# PAYPAL...



## Sydney (Aug 14, 2007)

Anyone else besides me ever been totally screwed by using paypal???

I feel obviously stupid NOW! Should have sent it to the 'confirmed address', but hind site being 20/20 ya know?!

I sold a clutch and flywheel to a guy through paypal for $1100 (split into 3 payments $410, $345, $345) and shipped to an uncomfirmed address...oddly after he received it he disputed the first charge of $410...oddly today after winning the first dispute at 7:09am, disputed the second and third charge within an hour of winning the first. 

So not only am I out the $1100, I am also out the clutch and flywheel, and I am the lucky one who gets to pay the dispute fees. :flush:

Not a good day Tater...


----------



## Wootness (Aug 4, 2008)

that sucks really bad


----------



## OldFortKennels (Mar 10, 2006)

Hmm, I have never had any problems using paypal. I did get screwed once on Ebay and only got back 170 of the $450 I was out. Was this on ebay or just a transaction. I would dispute it as well. Also if you have the guys name and addy I would contact him or the local police as he basically stole it from you.

I would also contact paypal, Im not paying those fees.


----------



## Sadie (Jun 18, 2008)

Sydney said:


> Anyone else besides me ever been totally screwed by using paypal???
> 
> I feel obviously stupid NOW! Should have sent it to the 'confirmed address', but hind site being 20/20 ya know?!
> 
> ...


I hate them I use google checkout ... Paypal is a total scam I know if you sell on ebay they are totally pushing you to use paypal because they are an ebay company ... Just 2 links you may wanna look into for better merchant alternatives I use both and have had no issues. I refuse REFUSE to use paypal. I sell online a lot so I know what a pain in the a$$ paypal is and how they will always side with the buyer 99.9999999% of the time if their is an issue LOL.

Here are 2 I recommend

Google Checkout - Merchants

ProPay: Accept Credit Cards - Simple, Safe, & Affordable


----------



## bahamutt99 (May 14, 2008)

I use Paypal all the time and haven't had any real problems. The only problem I had was when they re-posted a payment that didn't clear the first time, and there was nothing they could do to stop it. But since that was my fault in the first place, I dealt with it. Honestly, I've read somewhere -- pretty sure it was on Paypal -- that they tell you not to ship to unconfirmed addresses. I've seen snarky feedback on Ebay where people were bitching at the seller and the seller came back with "look, I said I don't ship to unconfirmed addresses."

I use Paypal at least once a month. I've got a subscription payment set up for the show dog game I play. And I also get paid through Paypal occasionally for stuff. I personally like it. It's far more reliable than the US postal service for sending/receiving money.


----------



## reddoggy (Jan 31, 2008)

## DIRECTION 1
In the PayPal thread, how much did Sydney sell the clutch and flywheel for?
## DIRECTION 2
Carry on the PayPal forum thread from the point where it stops.
You won't need the lines that come after this thread.

## COLLECTED DATA
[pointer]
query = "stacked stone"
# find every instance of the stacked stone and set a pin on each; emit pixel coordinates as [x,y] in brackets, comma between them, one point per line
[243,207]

## EXERCISE ANSWER 1
$1100, split into three payments of $410, $345, and $345.

## EXERCISE ANSWER 2
I dunno, I never had any issues with it when I actually used mine. I could see how problems can arrise though. I think any fianacial institution has to accept claims and investigate them by law. 

On another note, my father in law accidentally had $1200 deposited into his PP account.


----------



## Kat&Kumho (Sep 10, 2008)

here was a similer issue with a big TV,not me personally but in my town, someone used someone paypal or something and a TV was paid for and never recieved and dude said he mailed it issues...in the end one went to jail for internet fraud and thieft.You might have a legal battle.


----------



## Sydney (Aug 14, 2007)

No the problem isn't paypal...the problems is assholes that take advantage of people. Paypal did only what they are "suppose" to do. I am not mad at them, I am mad at myself for thinking this guy was on the up and up, and for him to in turn screw me over.


----------



## smokey_joe (Oct 14, 2005)

Sounds like a lawsuit.


----------



## MY MIKADO (Apr 7, 2006)

That is the pits. A good motto to have when dealing with people is to TRUST NO ONE!!


----------



## NesOne (Feb 7, 2008)

SadieBlues said:


> I sell online a lot so I know what a pain in the a$$ paypal is and how they will always side with the buyer 99.9999999% of the time if their is an issue LOL.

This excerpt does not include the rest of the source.